**Reading passage:**
Pop Tarts

Pop Tarts, anyone??  It’s been a hot minute since I unwrapped one of these toaster pastries from its crinkly silver wrapper.  And when I say a hot minute, I mean probably more like 25 years.  Wowzers.  I’m dating myself…but with age, comes wisdom, right?  And when you are wise, you eat delicious, nostalgic treats without the long list of unrecognizable ingredients.  Right?  Right. 

Three pop tarts with glaze and cinnamon on a wire grate.

The sound of that crinkly wrapper sure does bring me right back to my teens and one of life’s greatest pleasures – eating treats with your pals.  Who’s with me??  I’ve been trying to bring a little joy to my kids’ locked-down lives lately and these little puppies have done the trick.  So, if you’re looking to add a new treat to the rotation, then look no further – I’ve got you covered!! 

Yes, making this nostalgic treat will require a little more effort than opening a box and peeling back a wrapper.  But let me tell you – your effort will be worth it!!  And I’ve got not one, but two flavours for you to try – the classic Brown Sugar Cinnamon Pop Tart and the more sophisticated Strawberry Pop Tart.  Let’s get to it!!

Pie Dough

The first step to the best Pop Tart you will ever eat is the pie dough.  Don’t run for the hills…if you’ve tried my go-to All-Butter Pie Dough from my Apple Frangipane Tart, you’ll know that pie dough can smell your fear.  So laugh in the face of that fear, and you’ll be just fine.

Bowl of All-Butter Pie Dough next to a small saucepan of dark brown sugar.

This homemade pie dough is simple.  No fancy tools or ingredients.  Just a few standard pantry staples coming together to form the beauty that is pastry.  All good pastry starts with the same ingredient – butter.  Butter makes everything taste better.   But remember…your butter must be cold.  Remember the equation for successful pie dough – Cold Butter equals Happy Pie.  Repeat this mantra for well-made pie dough, and let’s move on.

Liquids

Not only should your butter be cold, your liquid ingredients should also be chilled (I like to let my milk and yolks hang out in the freezer while I’m prepping the dry ingredients). 

Keeping your ingredients as cold as possible prevents the fat in the butter from melting and this, friends, is the key to a deliciously flaky pie crust.  When the butter melts in the oven, it leaves small pockets in the dough.  Then, as the water in the dough turns to steam, it expands the small gaps and creates layers of flaky crust.  Sounds delicious, right?  That’s because it is :).

**Given instruction a:** Extract every line of the records below that contains the string "white".

**Available data:**

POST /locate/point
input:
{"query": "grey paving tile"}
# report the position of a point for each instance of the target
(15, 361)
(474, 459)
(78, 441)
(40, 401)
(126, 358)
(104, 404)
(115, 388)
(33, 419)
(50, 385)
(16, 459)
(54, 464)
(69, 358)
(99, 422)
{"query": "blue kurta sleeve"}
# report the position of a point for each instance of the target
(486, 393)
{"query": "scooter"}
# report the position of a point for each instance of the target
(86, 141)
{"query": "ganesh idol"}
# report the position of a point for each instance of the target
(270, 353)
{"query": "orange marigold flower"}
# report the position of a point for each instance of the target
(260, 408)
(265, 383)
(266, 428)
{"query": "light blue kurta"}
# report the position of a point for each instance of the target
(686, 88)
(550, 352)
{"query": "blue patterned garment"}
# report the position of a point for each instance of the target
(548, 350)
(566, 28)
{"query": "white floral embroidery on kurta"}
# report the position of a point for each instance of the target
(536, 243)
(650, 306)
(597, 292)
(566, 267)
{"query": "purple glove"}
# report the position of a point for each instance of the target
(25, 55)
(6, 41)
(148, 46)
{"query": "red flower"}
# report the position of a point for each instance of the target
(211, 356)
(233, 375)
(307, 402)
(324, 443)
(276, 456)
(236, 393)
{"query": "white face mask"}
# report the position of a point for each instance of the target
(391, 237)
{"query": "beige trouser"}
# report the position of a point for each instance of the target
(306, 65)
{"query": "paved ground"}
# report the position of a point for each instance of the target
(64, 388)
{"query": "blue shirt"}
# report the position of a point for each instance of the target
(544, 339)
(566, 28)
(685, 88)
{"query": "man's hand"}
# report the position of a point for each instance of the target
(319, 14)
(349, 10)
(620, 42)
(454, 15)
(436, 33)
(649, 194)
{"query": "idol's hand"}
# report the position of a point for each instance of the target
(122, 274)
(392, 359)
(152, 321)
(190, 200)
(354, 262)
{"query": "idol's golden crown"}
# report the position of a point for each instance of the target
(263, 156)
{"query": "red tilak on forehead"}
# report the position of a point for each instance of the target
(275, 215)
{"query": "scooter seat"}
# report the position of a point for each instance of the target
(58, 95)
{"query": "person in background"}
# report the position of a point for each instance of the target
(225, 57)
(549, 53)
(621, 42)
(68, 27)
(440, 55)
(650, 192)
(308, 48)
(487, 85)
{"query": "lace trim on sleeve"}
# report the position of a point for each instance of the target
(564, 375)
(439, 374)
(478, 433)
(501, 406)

**Given instruction b:** In the Pop Tarts post above, what equation is given for successful pie dough?

**Final answer a:**
{"query": "white floral embroidery on kurta"}
{"query": "white face mask"}

**Final answer b:** Cold Butter equals Happy Pie.